** GIVEN TEXT **
--*--

Dia Domino and customer Jess Hays on shutting down her inner critic and learning to love her “visible belly outline.”
Learning to Belly Up & Embrace the VBO
Written by Jess Hays
Everyone has had those mornings. You know the ones. When you stand frustrated in front of your mirror, half-dressed, poking at your belly and wondering why you can’t seem to muster up enough willpower to simply wish it away. For the majority of my life, this was how every morning began for me. I would stand in front of my mirror, faithfully reciting the script the world had taught me about my body.
My relationship with my belly has been a tumultuous one, to say the least. I have invested quite a bit of time and effort into hiding it, avoiding it, being angry at it, and being afraid of it. I’m not sure when I learned to hate my belly or even where I learned it from. It seems like it was just this innate thing that everyone out there in the universe could agree on: Big bellies are not okay. Big butts, thick thighs, large boobs? Sure, those are fine! But a big belly? No way! And for most of my life, I just accepted this message as the truth.

--*--

** TASK OBJECTIVE **
Write the next part of the essay about learning to accept a visible belly outline, picking up right after its last sentence. The entries after this point aren't needed for anything here.

--*--

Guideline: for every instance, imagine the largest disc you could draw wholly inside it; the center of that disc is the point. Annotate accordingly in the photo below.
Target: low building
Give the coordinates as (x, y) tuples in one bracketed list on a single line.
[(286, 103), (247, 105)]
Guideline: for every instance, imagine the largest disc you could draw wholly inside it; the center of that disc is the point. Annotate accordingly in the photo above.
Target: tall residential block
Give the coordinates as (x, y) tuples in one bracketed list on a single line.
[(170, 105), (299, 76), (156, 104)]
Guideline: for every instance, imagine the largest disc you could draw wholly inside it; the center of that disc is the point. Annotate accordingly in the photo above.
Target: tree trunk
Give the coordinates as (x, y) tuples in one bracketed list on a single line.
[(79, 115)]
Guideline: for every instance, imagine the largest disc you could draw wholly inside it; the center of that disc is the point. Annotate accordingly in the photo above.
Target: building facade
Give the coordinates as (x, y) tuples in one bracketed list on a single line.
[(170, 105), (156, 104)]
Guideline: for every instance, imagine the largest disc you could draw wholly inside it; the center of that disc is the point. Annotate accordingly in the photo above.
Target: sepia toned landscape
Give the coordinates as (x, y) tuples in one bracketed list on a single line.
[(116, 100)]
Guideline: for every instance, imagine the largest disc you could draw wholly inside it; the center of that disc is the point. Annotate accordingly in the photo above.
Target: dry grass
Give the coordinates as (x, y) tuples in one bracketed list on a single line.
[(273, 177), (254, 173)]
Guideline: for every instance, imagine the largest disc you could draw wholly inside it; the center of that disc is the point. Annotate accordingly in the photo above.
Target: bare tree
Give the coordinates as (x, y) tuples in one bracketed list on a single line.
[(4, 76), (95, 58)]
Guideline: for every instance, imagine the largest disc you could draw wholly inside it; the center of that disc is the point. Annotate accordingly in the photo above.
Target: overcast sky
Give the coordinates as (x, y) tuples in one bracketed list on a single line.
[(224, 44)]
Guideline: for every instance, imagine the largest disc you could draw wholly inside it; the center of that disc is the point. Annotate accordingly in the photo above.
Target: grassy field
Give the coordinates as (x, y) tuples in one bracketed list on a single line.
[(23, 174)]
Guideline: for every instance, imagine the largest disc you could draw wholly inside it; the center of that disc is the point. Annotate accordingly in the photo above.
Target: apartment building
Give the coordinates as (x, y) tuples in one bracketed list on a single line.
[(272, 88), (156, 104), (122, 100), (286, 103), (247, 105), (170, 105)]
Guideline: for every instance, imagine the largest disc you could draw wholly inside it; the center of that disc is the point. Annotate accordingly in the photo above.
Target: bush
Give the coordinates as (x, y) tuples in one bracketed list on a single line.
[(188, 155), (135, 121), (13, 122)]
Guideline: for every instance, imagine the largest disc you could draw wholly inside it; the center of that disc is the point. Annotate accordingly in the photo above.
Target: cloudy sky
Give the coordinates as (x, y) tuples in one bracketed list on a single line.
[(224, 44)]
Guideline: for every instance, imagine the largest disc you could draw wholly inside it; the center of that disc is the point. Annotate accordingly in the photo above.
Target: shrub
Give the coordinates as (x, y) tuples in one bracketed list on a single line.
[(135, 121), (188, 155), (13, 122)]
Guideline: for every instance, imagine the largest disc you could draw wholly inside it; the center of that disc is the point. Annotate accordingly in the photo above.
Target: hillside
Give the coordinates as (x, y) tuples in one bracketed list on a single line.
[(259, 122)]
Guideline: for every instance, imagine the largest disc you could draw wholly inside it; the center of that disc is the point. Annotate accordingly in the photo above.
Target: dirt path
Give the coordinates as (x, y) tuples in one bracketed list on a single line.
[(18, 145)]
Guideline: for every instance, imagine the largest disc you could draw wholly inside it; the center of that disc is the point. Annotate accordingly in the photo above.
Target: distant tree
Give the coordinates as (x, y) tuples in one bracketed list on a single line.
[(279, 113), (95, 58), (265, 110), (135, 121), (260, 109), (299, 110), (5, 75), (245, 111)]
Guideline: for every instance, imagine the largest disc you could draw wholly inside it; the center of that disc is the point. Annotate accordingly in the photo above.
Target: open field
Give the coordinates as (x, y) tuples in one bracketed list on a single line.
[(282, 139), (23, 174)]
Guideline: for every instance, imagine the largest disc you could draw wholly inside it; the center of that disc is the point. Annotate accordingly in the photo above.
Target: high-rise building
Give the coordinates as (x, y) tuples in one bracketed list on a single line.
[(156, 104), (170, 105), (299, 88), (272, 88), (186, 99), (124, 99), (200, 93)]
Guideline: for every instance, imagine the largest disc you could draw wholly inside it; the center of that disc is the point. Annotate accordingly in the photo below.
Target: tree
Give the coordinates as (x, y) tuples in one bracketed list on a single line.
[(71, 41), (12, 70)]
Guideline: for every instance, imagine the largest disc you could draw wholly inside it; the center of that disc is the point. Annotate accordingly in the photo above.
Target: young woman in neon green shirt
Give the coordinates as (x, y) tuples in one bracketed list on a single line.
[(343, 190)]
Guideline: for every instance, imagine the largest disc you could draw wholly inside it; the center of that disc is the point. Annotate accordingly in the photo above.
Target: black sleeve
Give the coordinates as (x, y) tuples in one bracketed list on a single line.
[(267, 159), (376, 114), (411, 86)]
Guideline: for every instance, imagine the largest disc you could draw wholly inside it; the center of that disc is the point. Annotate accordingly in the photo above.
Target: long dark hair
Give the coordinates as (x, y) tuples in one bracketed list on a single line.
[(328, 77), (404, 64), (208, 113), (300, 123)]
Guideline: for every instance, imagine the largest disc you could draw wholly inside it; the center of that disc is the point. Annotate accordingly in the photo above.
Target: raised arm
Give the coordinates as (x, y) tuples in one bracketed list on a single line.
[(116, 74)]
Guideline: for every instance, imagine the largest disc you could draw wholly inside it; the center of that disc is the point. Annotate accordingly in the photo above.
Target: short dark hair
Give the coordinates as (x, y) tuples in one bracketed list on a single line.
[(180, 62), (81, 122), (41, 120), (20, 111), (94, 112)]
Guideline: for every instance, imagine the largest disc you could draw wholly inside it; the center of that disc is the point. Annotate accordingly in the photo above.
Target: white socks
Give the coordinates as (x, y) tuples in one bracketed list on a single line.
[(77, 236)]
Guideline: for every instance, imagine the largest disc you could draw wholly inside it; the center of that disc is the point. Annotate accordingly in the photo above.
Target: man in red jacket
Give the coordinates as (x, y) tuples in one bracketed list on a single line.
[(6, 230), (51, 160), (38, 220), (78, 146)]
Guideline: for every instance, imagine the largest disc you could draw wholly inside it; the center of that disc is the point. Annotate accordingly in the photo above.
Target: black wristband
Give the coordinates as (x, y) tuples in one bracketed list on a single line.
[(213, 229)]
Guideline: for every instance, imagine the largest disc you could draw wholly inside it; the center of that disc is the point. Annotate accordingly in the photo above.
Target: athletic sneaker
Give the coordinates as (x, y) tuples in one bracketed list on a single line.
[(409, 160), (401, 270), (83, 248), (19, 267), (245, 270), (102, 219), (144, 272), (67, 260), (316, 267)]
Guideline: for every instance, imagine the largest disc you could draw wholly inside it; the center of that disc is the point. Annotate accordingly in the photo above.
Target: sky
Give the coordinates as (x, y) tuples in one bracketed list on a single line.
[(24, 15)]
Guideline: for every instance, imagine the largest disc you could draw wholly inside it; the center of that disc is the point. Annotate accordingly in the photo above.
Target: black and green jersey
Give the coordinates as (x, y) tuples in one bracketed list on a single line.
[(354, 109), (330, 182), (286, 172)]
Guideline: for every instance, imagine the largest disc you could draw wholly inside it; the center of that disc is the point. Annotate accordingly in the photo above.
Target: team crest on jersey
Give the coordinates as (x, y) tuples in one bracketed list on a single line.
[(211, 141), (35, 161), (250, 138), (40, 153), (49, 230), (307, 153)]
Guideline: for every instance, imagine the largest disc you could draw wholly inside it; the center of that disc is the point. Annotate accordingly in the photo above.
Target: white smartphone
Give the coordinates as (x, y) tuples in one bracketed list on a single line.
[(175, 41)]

--*--

** RESULT BELOW **
Accepting this truth meant that I had a specific set of rules for myself when it came to getting dressed in the morning. First and foremost, I couldn’t wear anything tight or form-fitting. Anything that hugged my body in any way was a strict no go for me. That meant no skinny jeans, no bodycon dresses, and nothing but baggy T-shirts. I was pretty terrified of anyone ever being able to see a visible belly outline—or VBO—and went to extreme lengths to make sure that never happened. I went to a small private school growing up where we wore uniforms and had to tuck our shirts into our pants. So, in an effort to make absolutely sure my fatness was hidden, I’d wear baggy sweatshirts more often than not—even in the hot, 100-degree Texas summers.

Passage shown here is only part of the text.